Your task:
An exact copy is needed of each line from the one including "Where can you see the hillside" through the last line of the entries, both ends counted, with nothing added.

Source data:
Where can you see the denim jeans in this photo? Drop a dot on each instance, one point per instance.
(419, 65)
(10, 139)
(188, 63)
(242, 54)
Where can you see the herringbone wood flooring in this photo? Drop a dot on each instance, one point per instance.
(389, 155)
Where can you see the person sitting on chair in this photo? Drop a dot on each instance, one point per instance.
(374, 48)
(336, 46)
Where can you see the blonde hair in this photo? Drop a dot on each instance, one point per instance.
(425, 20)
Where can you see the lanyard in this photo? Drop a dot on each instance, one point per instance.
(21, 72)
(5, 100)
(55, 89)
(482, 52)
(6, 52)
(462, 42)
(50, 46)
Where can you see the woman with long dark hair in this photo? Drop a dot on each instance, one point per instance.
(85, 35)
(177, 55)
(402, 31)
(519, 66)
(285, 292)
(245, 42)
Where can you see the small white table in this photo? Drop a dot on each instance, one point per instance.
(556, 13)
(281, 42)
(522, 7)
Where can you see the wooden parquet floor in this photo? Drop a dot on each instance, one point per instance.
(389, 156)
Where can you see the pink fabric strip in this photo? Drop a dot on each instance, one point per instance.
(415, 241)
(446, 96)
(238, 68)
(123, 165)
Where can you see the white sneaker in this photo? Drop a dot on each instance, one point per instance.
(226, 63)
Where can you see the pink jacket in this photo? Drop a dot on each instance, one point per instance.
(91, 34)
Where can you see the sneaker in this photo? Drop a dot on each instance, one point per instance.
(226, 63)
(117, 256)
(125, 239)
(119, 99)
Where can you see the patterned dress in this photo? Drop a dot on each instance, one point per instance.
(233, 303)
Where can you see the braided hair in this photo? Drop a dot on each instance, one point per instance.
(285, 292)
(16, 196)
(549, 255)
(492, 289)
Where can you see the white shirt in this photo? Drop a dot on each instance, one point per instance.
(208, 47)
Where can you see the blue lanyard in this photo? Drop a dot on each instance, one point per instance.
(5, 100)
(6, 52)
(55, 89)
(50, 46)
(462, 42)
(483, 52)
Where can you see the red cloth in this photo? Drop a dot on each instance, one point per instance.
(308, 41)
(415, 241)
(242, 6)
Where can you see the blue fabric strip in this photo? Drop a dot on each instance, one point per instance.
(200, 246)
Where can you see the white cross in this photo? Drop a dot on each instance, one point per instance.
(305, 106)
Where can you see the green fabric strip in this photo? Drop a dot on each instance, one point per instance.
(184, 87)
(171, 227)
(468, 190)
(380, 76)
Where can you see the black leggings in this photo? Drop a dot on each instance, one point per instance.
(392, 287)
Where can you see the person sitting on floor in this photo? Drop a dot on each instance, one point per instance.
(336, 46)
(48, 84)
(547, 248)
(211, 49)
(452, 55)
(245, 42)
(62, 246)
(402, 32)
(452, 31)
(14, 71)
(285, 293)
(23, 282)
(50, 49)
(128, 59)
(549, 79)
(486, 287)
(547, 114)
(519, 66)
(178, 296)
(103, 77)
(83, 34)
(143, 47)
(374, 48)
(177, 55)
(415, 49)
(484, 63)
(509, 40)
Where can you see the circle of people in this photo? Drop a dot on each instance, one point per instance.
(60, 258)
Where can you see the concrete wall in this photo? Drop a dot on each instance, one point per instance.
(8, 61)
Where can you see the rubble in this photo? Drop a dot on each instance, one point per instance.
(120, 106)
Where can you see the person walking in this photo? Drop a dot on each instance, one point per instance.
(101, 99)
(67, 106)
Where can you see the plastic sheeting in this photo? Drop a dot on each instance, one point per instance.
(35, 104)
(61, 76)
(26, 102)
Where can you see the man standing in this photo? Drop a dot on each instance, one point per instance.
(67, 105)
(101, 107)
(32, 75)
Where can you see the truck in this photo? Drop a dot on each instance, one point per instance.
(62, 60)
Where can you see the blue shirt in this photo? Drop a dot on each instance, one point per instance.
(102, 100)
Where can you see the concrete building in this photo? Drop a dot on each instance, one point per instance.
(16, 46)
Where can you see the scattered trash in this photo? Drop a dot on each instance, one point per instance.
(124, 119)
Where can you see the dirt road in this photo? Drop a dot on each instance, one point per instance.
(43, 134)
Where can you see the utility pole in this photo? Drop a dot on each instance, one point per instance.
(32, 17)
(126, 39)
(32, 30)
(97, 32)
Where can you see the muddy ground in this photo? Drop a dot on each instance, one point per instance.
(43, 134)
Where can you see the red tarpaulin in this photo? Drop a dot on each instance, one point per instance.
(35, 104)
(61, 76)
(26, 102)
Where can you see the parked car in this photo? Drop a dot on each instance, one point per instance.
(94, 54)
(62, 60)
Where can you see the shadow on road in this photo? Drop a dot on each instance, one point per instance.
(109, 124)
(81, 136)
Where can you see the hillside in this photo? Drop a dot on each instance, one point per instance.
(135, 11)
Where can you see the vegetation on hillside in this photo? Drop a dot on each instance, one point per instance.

Exercise answer:
Where can you see the hillside in this photo? Drop a dot on each instance, one point per instance.
(135, 11)
Where can you see the vegetation on hillside in this photo? Drop a dot on each instance, one point per instance.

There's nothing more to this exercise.